TEXTE FOURNI
>>

Les circonstances qui présidèrent à mon éducation ont altéré mon naturel ; il était doux et flexible, on aurait pu, je crois, le développer d’une manière plus heureuse. Personne ne s’est occupé de moi dans mon enfance, lorsqu’il eût été si facile de former mon cœur à la confiance et à l’affection. Mon père et ma mère sont morts que je n’avais pas trois ans, et ceux qui m’ont élevée ne méritaient point mon attachement. Un parent très éloigné et insouciant fut mon tuteur ; il me donnait des maîtres en tout genre, sans prendre le moindre intérêt ni à ma santé, ni à mes qualités morales ; […] il regardait d’ailleurs les femmes comme des jouets dans leur enfance, et dans leur jeunesse comme des maîtresses plus ou moins jolies, que l’on ne peut jamais écouter sur rien de raisonnable16.

Cette lettre confession de Mme de Vernon démontre comment une mauvaise éducation – dénuée de toute sensibilité et de toute attention à la spécificité de l’individu – conduit au mal. Dans Delphine, on ne naît pas méchant, on le devient17 : c’est la rencontre ratée avec autrui qui conduit la jeune femme à choisir la dissimulation, la défense de ses seuls intérêts et l’absence de considération du bien ou du mal fait à l’autre.

Mais entre l’absence de considération pour l’enfant et la relation éducative fondée sur le sentiment amoureux mais qui échoue, n’existe-t-il pas une autre solution, plus équilibrée, qui aboutirait à une éducation réussie ? Certaines nouvelles de jeunesse semblent être plus optimistes sur ce point. Adélaïde, mais surtout Pauline, bénéficient d’une éducation qui semble réussir. L’Histoire de Pauline est une nouvelle particulièrement riche quant à la réflexion staëlienne sur l’éducation ; elle est le récit d’une reformation d’un naturel, initialement bon, mais qui a été perverti. Malgré un « naturel aimable et sensible », Pauline, « orpheline et mal élevée18 », cède aux injonctions du dépravé Meltin, qui la jette dans les bras de son cousin. Mais grâce à sa rencontre avec Mme de Verseuil, Pauline va (re)devenir l’être moral qu’elle aurait pu/dû être. Ainsi, l’éducation apparaît comme ce qui peut faire revenir à une bonté et à une vertu originelles, malmenées par les circonstances : « […] mets une éducation vertueuse entre ton enfance et ta jeunesse, et je me charge de te faire oublier la première19 ». Cette éducation à la vertu apparaît ici comme une étape supplémentaire entre l’enfance et la jeunesse, brisant ainsi le strict continuum temporel, et devenant une étape supplémentaire accordée dans la vie.

<<

CONSIGNES
• A. Recopiez le passage du texte sur l'éducation qui va de « Cette lettre confession » à « fait à l’autre. », ces deux bornes comprises.
• B. D'après le texte sur l'éducation, quelle rencontre permet à Pauline de redevenir l'être moral qu'elle aurait pu être ?

EXTRAIT DE DONNÉES

>>

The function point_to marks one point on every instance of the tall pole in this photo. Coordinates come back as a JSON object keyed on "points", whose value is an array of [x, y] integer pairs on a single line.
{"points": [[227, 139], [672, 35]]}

<<

RÉPONSES RÉDIGÉES
• A.
Cette lettre confession de Mme de Vernon démontre comment une mauvaise éducation – dénuée de toute sensibilité et de toute attention à la spécificité de l’individu – conduit au mal. Dans Delphine, on ne naît pas méchant, on le devient17 : c’est la rencontre ratée avec autrui qui conduit la jeune femme à choisir la dissimulation, la défense de ses seuls intérêts et l’absence de considération du bien ou du mal fait à l’autre.

• B. Sa rencontre avec Mme de Verseuil.